▶ **WORK TO COMPLETE**
Can you render the listing below as a numbered list of its lines, skipping blank lines and leaving out the pictures?

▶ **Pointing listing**
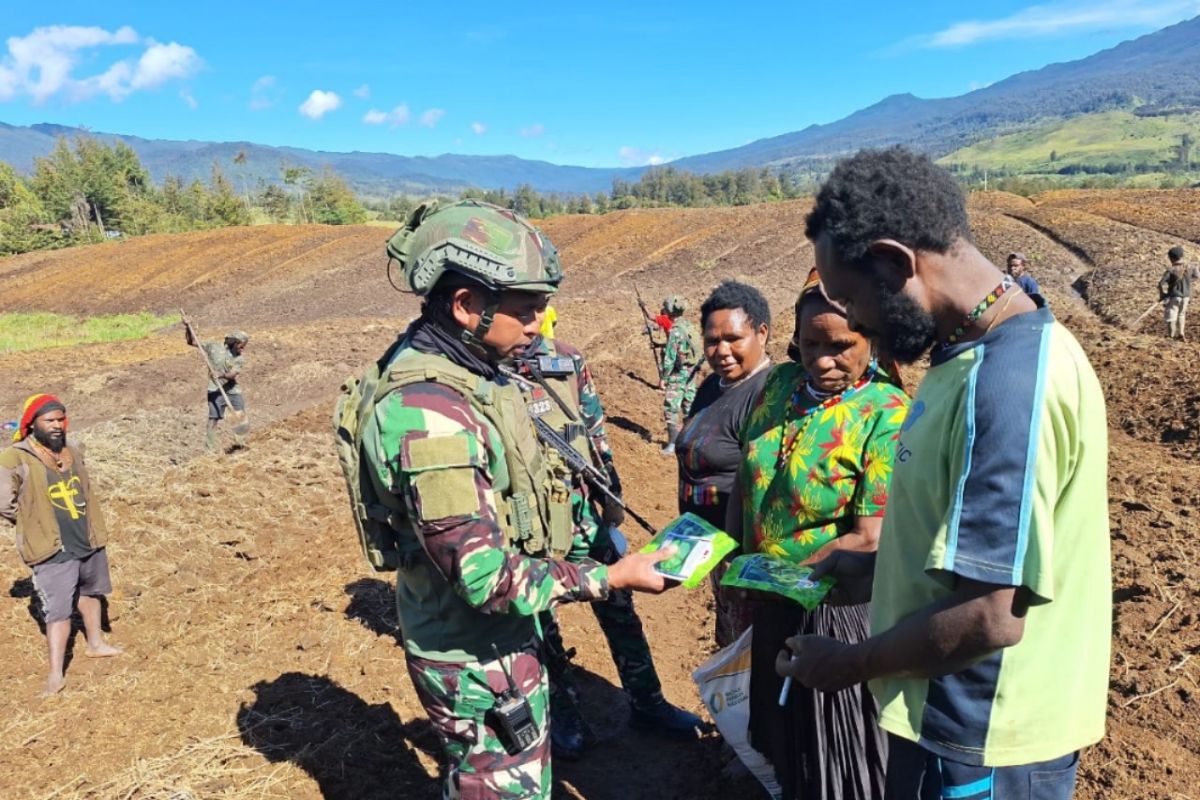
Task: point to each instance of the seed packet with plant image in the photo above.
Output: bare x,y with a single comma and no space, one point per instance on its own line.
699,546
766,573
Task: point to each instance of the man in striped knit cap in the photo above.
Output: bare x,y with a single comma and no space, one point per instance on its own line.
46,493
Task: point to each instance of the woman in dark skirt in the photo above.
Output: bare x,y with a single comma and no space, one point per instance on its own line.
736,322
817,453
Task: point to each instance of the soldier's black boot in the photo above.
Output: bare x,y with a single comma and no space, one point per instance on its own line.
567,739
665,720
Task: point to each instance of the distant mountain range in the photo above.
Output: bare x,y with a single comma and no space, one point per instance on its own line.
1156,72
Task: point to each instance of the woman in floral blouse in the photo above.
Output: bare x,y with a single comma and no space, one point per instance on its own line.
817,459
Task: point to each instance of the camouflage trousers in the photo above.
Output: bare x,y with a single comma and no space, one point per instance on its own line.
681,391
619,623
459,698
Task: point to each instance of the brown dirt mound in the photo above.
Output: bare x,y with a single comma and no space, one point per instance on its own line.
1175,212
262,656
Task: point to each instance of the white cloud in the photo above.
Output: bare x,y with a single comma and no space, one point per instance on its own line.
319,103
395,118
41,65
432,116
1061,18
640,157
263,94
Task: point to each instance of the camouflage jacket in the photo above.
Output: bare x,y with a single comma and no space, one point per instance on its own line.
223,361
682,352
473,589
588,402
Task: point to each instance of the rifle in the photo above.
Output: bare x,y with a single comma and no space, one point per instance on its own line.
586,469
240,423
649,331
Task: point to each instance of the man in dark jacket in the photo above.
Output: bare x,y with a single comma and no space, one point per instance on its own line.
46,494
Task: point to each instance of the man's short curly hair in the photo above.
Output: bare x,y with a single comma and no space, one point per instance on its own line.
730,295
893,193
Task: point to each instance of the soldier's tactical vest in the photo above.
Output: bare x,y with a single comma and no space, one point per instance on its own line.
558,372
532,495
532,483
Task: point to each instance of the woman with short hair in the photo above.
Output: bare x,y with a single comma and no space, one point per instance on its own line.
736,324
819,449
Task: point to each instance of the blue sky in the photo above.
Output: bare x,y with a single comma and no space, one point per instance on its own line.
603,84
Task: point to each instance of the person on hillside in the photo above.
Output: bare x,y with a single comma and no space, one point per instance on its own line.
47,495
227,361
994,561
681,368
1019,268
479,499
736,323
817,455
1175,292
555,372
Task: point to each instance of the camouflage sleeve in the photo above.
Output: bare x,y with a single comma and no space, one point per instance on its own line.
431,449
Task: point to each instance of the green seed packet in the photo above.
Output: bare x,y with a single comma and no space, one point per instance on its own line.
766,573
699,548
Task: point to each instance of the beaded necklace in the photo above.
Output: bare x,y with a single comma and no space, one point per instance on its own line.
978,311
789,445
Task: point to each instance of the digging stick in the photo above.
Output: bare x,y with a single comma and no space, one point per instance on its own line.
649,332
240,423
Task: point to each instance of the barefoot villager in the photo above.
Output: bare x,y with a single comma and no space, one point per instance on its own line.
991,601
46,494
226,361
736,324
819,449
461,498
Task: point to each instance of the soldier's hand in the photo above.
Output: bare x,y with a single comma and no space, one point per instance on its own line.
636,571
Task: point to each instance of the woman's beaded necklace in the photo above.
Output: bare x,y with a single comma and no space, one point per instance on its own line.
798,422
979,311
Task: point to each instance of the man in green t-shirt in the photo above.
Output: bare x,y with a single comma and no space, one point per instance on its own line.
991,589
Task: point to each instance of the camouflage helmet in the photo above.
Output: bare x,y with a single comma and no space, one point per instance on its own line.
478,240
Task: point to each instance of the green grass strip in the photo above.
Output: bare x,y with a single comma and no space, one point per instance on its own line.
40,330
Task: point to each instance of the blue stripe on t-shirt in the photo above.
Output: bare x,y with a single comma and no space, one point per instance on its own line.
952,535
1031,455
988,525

▶ **ANSWER TO THIS TASK**
1. Task: point to each instance of the seed packet with plant image in the photo above.
2. Output: bare x,y with a single comma and no space, one point per instance on its own line.
3. 699,546
4. 766,573
5. Task: point to each instance of the man in striped knit cap in the photo above.
6. Output: bare x,y with a single comma and no space, one point per instance on its own line.
7. 46,493
8. Task: point to each instance of the woman in dark skirt in the photo above.
9. Output: bare x,y with a single comma and no space, one point per instance on its own line.
10. 736,322
11. 817,453
12. Task: point to each instance of the soldier's black boot in the photo above.
13. Output: bare x,y with a single comma and no space, one point per instance on its own line.
14. 567,739
15. 665,720
16. Task: point to each instance of the distant mountain range in the photo above.
17. Output: bare x,y with a single comma and no space, one point per instance on its own line.
18. 1156,72
19. Task: point to each instance of the woman in floral blouse in the photo above.
20. Output: bare x,y with a single comma and no space, one point per instance on its own line.
21. 817,459
22. Task: point to each instance of the camouflage trousers in the photo above.
23. Output: bare x,y with a single comma and no space, one point per instance on its own line.
24. 681,391
25. 619,623
26. 459,698
27. Task: point to each instance of the brown dirt mound in the photo above.
28. Output: bare x,y with a single comma and no space, one point per instance on its own line.
29. 1175,212
30. 262,656
31. Task: point to each instance of the white cloud in the photo above.
32. Output: bare x,y with a single comma and no space, one point per instance on its own line.
33. 319,103
34. 395,118
35. 41,65
36. 432,116
37. 1061,18
38. 640,157
39. 263,94
40. Task: point to each instance of the camouflage jacket in the photo above.
41. Output: bare x,y with a single comma and no space, one point per instance on its own line.
42. 223,361
43. 682,352
44. 473,589
45. 588,402
46. Task: point to each instance of the rifle in the photo above.
47. Output: bare x,y with a single comma and no space, one point per instance on its own line.
48. 586,469
49. 240,423
50. 649,331
51. Task: point to each instance of the man in dark jacket in the photo above.
52. Output: bare x,y with a single comma and no space, one point per instance on its own line.
53. 46,494
54. Task: point to each instance of the man's short curly hair in the photo above.
55. Output: bare x,y with a single comma and no space, one point per instance on its own line.
56. 730,295
57. 893,193
58. Task: point to each instance of the soldier's tactical vest in the photo above.
59. Output: bare x,y with a single comma and no space, one point per instance on its own line.
60. 558,372
61. 532,495
62. 532,483
63. Task: point to each instance of the woman with short hair in the photo above.
64. Output: bare x,y with a single comma and no space, one point per instance on its own line.
65. 736,324
66. 819,449
67. Task: point to each instance of the blue sky in the photo above.
68. Output: bare x,y with a single comma and no space, one point per instance on its own line.
69. 603,84
70. Task: point to each instance of the person on hillside in the photo above.
71. Output: bare x,y with a single comma and no space, one point per instance on its own line.
72. 47,495
73. 227,361
74. 994,561
75. 681,368
76. 1019,268
77. 479,499
78. 736,323
79. 817,455
80. 1175,292
81. 555,372
82. Task: point to each instance of the camouflage sleeve in the photo above.
83. Output: bare x,y with a single comma and no space, one point per instance on its own line.
84. 431,449
85. Task: point to each instance of the green seed packet in the photo above.
86. Output: bare x,y with a single comma and no space, one point per instance on its own line.
87. 766,573
88. 699,548
89. Task: point to each instance of the beaded necklace in the photo above.
90. Output: bare x,y with a single comma and no space, one point per instance on its own line.
91. 978,311
92. 789,445
93. Task: point to each instance of the digging stick in the photo above.
94. Output: bare x,y with a single comma and no space, one point per instance on its own line.
95. 649,332
96. 240,423
97. Task: point to each instance of the barefoot villager in the photo above.
98. Output: bare x,y with a single comma and no space, one point per instance on its own line.
99. 991,601
100. 46,494
101. 226,361
102. 736,324
103. 819,449
104. 461,498
105. Task: point to each instance of the soldier's hand in the photo above.
106. Output: bare x,y with a single comma and no space, one point per instance on its own line.
107. 636,571
108. Task: point to each instance of the woman's beaded necklace in the photo above.
109. Output: bare x,y with a single comma and no space, one point per instance on its own line.
110. 798,422
111. 979,311
112. Task: point to each instance of the man in green t-shirt in the photo above.
113. Output: bare x,y with a single comma and no space, one point per instance on its own line.
114. 991,589
115. Task: point to each instance of the camouflage helmet in the photo above.
116. Output: bare x,y with a single comma and no space, one point per instance on its own line.
117. 478,240
118. Task: point to each instance of the green grass strip in the photo above.
119. Output: bare x,y with a single comma and no space, one point per instance on its own line.
120. 40,330
121. Task: point to each instance of the blue stripe on t-shirt in the photo above.
122. Output: bare x,y with a single comma and no space, one point per instance on its own line.
123. 952,535
124. 1031,455
125. 988,525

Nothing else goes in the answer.